PROMPT
How many lines of the entries below contain the word "board", counting only matches in the same case? Reply with the number alone.

PROVIDED MATERIAL
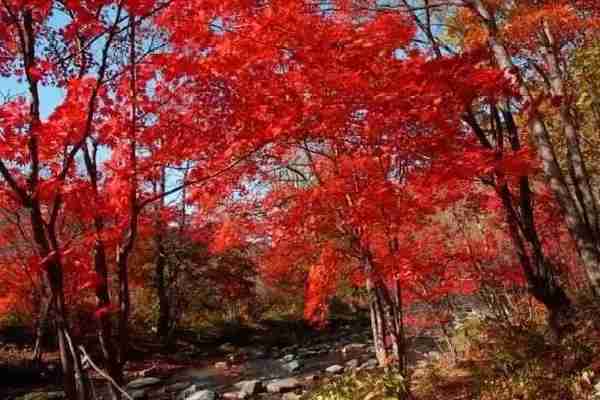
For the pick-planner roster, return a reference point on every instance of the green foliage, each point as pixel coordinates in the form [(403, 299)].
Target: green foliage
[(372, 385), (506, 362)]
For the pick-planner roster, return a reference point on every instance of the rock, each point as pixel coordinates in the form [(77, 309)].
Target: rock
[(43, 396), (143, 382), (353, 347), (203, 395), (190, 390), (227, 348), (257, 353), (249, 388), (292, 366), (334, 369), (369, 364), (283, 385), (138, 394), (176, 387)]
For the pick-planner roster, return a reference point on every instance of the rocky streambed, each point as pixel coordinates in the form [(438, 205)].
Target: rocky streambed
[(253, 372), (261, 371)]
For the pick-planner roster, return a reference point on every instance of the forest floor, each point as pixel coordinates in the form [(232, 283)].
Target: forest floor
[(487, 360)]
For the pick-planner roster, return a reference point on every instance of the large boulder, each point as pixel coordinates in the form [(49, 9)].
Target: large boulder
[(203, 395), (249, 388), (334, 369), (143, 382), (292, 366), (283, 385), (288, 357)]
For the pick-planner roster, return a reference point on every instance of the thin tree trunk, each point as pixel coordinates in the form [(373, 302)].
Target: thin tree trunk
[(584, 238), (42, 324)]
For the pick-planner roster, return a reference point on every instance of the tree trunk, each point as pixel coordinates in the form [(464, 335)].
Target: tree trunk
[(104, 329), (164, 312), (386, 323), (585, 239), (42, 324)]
...
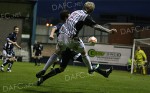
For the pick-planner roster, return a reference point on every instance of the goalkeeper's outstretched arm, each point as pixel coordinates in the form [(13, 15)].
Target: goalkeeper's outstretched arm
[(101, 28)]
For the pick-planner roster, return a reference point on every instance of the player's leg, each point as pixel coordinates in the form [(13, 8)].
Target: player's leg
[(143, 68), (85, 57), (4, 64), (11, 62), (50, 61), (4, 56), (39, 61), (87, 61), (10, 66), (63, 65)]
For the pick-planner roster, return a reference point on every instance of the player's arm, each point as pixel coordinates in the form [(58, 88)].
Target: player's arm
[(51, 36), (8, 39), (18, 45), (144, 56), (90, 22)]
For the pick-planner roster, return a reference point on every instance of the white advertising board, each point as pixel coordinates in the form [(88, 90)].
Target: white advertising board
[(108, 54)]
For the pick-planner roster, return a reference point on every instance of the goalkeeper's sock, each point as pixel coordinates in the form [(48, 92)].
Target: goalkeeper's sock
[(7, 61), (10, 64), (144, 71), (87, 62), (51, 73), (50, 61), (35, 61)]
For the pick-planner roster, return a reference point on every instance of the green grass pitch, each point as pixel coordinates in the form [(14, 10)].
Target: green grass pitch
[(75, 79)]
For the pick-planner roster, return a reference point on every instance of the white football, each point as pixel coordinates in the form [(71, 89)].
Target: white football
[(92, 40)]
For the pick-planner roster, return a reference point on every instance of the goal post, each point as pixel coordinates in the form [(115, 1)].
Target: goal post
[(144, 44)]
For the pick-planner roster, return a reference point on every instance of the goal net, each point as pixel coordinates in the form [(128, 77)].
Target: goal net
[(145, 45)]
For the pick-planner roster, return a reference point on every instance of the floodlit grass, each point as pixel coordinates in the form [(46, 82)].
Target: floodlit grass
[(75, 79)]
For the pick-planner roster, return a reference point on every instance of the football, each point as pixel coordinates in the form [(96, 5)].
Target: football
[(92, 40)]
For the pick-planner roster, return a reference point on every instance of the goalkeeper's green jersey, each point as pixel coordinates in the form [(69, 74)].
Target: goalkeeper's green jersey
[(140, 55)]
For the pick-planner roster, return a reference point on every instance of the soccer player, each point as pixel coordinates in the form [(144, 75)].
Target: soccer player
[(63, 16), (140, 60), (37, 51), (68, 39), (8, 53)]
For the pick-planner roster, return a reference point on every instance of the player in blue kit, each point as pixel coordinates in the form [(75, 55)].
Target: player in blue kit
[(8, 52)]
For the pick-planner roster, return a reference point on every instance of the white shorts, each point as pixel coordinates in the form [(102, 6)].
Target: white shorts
* * *
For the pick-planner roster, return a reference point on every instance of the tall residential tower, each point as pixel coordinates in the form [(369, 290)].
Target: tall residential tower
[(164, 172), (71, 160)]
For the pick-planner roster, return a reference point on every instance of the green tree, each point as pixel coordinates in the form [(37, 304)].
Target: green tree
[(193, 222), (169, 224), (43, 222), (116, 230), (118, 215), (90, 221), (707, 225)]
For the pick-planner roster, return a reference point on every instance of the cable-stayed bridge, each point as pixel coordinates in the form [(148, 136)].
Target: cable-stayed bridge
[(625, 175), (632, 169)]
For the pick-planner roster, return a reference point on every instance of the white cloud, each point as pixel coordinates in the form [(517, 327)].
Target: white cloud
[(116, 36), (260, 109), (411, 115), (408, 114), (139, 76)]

WRITTEN ANSWER
2